-- Dataset follows --
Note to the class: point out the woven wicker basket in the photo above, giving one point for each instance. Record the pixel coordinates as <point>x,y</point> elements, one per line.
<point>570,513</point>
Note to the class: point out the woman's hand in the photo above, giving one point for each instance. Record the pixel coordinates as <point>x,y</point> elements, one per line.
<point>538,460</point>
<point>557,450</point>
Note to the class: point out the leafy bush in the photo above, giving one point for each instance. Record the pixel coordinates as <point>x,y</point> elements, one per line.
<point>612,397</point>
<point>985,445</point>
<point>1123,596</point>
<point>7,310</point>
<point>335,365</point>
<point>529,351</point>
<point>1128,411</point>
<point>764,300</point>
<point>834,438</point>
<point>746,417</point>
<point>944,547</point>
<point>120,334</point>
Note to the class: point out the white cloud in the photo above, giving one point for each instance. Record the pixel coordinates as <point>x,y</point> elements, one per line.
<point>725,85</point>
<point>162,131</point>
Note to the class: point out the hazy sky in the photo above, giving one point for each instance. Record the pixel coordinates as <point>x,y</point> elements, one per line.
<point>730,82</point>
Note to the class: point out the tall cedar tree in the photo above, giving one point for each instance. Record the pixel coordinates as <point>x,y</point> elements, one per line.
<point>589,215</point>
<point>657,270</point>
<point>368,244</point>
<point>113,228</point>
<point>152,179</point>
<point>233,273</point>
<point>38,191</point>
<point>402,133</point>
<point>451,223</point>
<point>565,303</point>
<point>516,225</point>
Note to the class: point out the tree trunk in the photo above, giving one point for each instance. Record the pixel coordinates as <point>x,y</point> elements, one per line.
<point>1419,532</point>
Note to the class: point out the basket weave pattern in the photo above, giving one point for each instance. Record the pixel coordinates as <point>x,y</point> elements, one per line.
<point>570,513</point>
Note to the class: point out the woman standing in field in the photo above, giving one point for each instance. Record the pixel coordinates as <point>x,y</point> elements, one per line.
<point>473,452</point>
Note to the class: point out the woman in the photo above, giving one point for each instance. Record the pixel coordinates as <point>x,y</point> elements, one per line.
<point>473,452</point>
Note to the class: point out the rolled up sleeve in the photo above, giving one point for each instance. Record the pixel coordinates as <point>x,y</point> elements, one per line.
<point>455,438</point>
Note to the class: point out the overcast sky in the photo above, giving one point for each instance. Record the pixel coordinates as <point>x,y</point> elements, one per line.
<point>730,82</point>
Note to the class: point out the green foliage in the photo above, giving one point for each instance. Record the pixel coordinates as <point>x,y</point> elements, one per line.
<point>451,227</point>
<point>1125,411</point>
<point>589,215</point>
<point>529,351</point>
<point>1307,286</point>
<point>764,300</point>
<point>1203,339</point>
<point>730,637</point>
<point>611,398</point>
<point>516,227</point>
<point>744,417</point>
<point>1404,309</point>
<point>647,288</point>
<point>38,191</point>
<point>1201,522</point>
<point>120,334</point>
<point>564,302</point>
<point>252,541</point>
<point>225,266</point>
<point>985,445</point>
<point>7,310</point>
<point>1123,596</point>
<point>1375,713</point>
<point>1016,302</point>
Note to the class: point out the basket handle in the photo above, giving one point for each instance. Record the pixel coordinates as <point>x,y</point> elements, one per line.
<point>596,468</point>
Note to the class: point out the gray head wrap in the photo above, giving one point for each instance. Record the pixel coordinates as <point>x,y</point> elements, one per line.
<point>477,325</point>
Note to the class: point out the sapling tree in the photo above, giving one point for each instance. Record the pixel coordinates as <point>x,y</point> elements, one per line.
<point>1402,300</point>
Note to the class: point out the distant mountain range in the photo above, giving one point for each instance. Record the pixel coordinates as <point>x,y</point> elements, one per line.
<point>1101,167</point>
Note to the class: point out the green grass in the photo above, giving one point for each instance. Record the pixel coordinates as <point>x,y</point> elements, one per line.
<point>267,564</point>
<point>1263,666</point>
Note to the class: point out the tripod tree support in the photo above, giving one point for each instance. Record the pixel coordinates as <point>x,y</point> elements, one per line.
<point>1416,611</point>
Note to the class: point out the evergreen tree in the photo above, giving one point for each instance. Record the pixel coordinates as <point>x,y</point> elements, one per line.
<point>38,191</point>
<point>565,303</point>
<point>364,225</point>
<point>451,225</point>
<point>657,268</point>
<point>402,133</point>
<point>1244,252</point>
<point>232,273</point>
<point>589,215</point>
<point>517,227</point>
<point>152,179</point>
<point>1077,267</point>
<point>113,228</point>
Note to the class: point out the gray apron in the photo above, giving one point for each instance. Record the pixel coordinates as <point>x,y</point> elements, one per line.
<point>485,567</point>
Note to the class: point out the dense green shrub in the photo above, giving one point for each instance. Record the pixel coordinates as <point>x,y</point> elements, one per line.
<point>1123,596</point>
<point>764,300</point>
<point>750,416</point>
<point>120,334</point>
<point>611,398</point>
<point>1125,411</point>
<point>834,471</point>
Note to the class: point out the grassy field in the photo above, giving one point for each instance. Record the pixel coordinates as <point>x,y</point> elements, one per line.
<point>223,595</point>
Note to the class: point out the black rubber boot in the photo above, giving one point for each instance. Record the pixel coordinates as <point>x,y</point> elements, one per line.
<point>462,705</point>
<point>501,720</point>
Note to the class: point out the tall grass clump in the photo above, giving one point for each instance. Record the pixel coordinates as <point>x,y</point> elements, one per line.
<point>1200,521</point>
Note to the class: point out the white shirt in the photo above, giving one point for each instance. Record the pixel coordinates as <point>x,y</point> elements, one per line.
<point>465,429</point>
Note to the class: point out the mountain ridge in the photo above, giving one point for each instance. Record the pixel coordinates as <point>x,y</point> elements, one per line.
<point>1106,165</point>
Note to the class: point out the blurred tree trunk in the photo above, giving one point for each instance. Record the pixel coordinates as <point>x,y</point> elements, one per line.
-- Dataset concluded --
(Problem details): Answer with the exact lines running from the one that contains "Note to the class: point out the dense" through the last line of the data. Include no other line.

(Reply):
Note to the class: point out the dense green shrub in the photo above, giving one point for each instance. Record the pixel coordinates as <point>x,y</point> elements, one per line.
<point>1123,596</point>
<point>764,300</point>
<point>750,416</point>
<point>120,334</point>
<point>611,398</point>
<point>1125,411</point>
<point>834,471</point>
Note to the class: point out the grassy field in the photo above, giving one point for each instance. Record the pixel coordinates as <point>x,y</point> elements, one per line.
<point>223,595</point>
Note to the class: point out the black rubber boot in the photo above, giving one point for each instance. Record the pixel coordinates as <point>x,y</point> elements, one per line.
<point>462,705</point>
<point>501,720</point>
Note to the class: point out the tall grass clump in the photo above, giving one point for each instance. Record the pixel coordinates as <point>x,y</point> elements, one per line.
<point>1200,521</point>
Note to the class: point out the white shirt in the photo above, giving one point for each instance. Record the pixel coordinates as <point>x,y</point> elements, one per line.
<point>465,429</point>
Note to the class: point out the mountain ridge in the photo above, giving one point for each instance. Record the pixel coordinates as <point>x,y</point> elements, one per line.
<point>1106,165</point>
Note to the class: point out the blurred tree trunk in the photo above, giving one point for each instance. Record the pixel coordinates as <point>x,y</point> elements, one per line.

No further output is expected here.